An exact copy of all the data, minus the images, is required.

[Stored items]
--- START ---

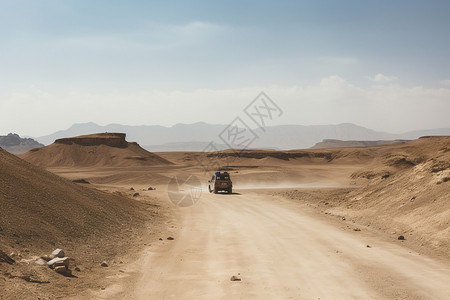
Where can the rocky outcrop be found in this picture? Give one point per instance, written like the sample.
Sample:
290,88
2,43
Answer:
13,143
108,139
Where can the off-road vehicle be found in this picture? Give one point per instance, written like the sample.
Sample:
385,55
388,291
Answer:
220,182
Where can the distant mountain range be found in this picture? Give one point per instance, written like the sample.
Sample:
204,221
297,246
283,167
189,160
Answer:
195,137
13,143
325,144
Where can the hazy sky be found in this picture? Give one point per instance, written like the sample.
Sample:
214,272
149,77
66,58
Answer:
380,64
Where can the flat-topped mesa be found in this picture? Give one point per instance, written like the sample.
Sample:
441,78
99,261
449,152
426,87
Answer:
107,138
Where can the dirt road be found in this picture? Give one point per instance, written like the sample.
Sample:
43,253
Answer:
282,251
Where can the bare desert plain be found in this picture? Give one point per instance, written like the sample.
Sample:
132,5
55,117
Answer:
342,223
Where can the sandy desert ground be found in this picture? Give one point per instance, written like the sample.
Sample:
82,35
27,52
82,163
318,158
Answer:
303,224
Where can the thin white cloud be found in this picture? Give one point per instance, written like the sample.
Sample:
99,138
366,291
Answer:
338,60
331,100
381,78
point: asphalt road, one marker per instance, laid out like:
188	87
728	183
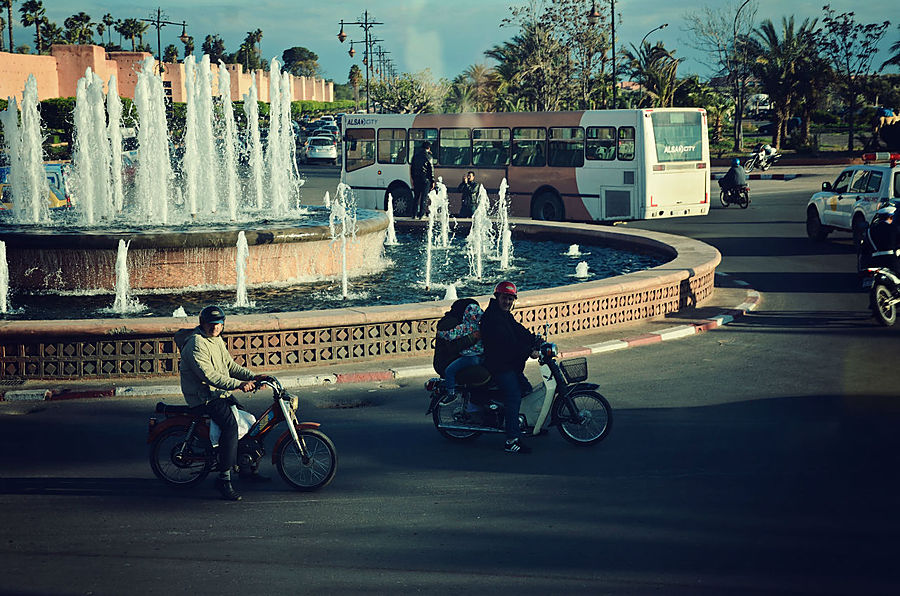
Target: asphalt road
759	458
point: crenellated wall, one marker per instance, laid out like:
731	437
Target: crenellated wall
57	74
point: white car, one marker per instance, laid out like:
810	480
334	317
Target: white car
320	148
850	202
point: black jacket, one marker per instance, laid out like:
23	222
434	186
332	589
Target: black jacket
420	169
507	343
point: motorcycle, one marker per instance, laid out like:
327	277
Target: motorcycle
762	160
735	196
564	400
884	293
181	453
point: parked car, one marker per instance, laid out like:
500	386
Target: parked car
849	203
319	148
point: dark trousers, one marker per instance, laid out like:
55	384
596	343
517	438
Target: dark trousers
219	410
420	196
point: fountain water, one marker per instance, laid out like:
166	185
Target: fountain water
4	279
243	254
391	238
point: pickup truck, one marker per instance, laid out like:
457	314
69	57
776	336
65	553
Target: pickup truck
849	203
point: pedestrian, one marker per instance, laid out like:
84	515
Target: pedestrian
469	190
421	172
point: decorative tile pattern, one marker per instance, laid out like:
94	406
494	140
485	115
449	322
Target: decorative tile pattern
149	356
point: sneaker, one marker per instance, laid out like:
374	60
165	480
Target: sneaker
226	490
516	446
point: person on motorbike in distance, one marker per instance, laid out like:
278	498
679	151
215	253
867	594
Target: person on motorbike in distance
735	178
459	341
507	346
882	239
208	375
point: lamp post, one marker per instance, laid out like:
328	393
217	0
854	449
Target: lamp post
365	24
739	108
159	22
641	47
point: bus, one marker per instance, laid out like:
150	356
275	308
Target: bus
586	166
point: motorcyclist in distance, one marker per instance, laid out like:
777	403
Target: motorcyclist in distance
734	178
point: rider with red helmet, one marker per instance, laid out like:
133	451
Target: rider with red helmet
507	346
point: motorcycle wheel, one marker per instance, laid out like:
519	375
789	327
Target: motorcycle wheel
591	422
174	469
312	472
885	312
452	413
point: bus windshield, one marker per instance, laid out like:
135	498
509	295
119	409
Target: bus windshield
678	135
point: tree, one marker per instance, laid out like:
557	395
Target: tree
7	4
850	47
301	62
355	79
108	23
79	29
215	48
33	12
722	34
170	54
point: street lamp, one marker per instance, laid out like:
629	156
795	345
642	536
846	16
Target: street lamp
365	24
159	23
738	116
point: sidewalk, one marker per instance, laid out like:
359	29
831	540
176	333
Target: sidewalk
731	299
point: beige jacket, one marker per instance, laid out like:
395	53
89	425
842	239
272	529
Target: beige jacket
207	369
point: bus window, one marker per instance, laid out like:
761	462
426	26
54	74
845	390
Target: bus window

--- END ---

[TASK RESULT]
Where can the rocky outcrop be found in this picture? Give one point per instance, written like the sample.
Sample:
290,88
2,43
Answer:
13,143
108,139
Where can the off-road vehicle be found in this picture? Give one point per instance, written like the sample.
Sample:
385,55
388,291
Answer:
220,182
Where can the distant mountain range be found in this picture? Give one point per instance, written like the sample.
Sample:
204,221
297,246
283,167
189,160
Answer:
195,137
13,143
325,144
Where can the hazy sky be found in this picture? Give one point per instance, written like the sample.
Sample:
214,272
149,77
66,58
Answer:
380,64
Where can the flat-topped mesa be found in this picture? Give one point per instance, written like the sample.
Sample:
441,78
99,261
449,152
426,87
Answer:
107,138
Where can the dirt road be found in this picture? Give one point per instance, written like the sample.
Sample:
43,253
Answer:
282,251
Where can the bare desert plain be found in this picture? Give one point per instance, written like the sample.
Sample:
132,5
55,117
Answer:
342,223
Where can the sandy desert ground be found in this picture? Give one point per instance, written like the sample.
Sample:
82,35
27,52
82,163
318,158
Answer:
303,224
Where can the thin white cloud be found in this picture? Give one point per instance, written like the sample.
Sample:
99,138
366,291
Answer:
338,60
331,100
381,78
point: asphalt road, one marker per instance, laid out like:
188	87
728	183
Target: asphalt road
759	458
point: crenellated wall, one marker per instance, laid out like:
731	437
Target: crenellated wall
57	74
point: white car, one marker per instance, laid out like:
810	480
334	317
Target: white car
320	148
850	202
point: black jacket, one marker per instance, laid out like:
23	222
434	186
332	589
Target: black jacket
420	169
507	343
point: motorcycle, one marker per instance, laid out like:
327	277
Target: motorcycle
762	160
735	196
564	400
884	293
181	453
point: parked car, one marker per instance, laid out like:
500	386
Target: parked car
849	203
319	148
point: dark trousers, one marker per instance, laid out like:
55	384
596	343
517	438
Target: dark trousers
219	410
420	196
point: fountain water, one marker per instance, laid out like:
166	185
Target: fountain water
4	279
243	254
391	238
point: pickup truck, one marker per instance, laid out like:
457	314
69	57
776	336
65	553
Target: pickup truck
849	203
point: pedestrian, one marker per instance, laid out like:
84	515
Target: pedestrian
469	190
421	172
point: decorative tile pattern, one marker per instance, laid out like:
94	406
494	140
485	115
449	322
Target: decorative tile pattern
149	356
point: sneaker, one marker per instance, laid out like:
374	60
165	480
Target: sneaker
226	490
516	446
point: person on motorbike in distance, one marker per instance, laid out like:
278	498
679	151
215	253
867	594
Target: person on motorbike in distance
735	178
459	341
507	346
882	239
208	375
point: lamp post, one marker per instance, laid out like:
328	393
217	0
854	449
Target: lamp post
365	24
739	108
159	22
641	47
point: bus, one marker per instance, laid out like:
150	356
275	308
Target: bus
586	166
point: motorcyclist in distance, one marker per instance, laid out like:
777	403
Target: motorcyclist in distance
734	178
point: rider with red helmet, one marker per instance, laid out like:
133	451
Target: rider with red helmet
507	346
point: motorcycle wheel, one marker per instance, laid out like:
519	375
789	327
Target: motorcycle wheel
591	422
174	469
312	472
885	312
452	413
point: bus windshield, one marker per instance, laid out like:
135	498
509	295
119	409
Target: bus windshield
678	135
point: tree, one marker per instance, laid out like:
557	395
Target: tree
7	4
850	47
301	62
355	79
108	23
79	29
215	48
33	12
722	34
170	54
point: street lamp, one marker per instance, laid out like:
629	156
795	345
642	536
846	16
Target: street lamp
365	24
159	23
738	116
point: sidewalk, one marker per instance, laid out like:
359	29
831	540
176	333
Target: sidewalk
731	299
point: beige jacket, one marker per instance, laid out like:
395	53
89	425
842	239
272	529
Target: beige jacket
207	369
point: bus window, one marker per instance, laid out like:
761	462
426	26
54	74
845	390
Target: bus window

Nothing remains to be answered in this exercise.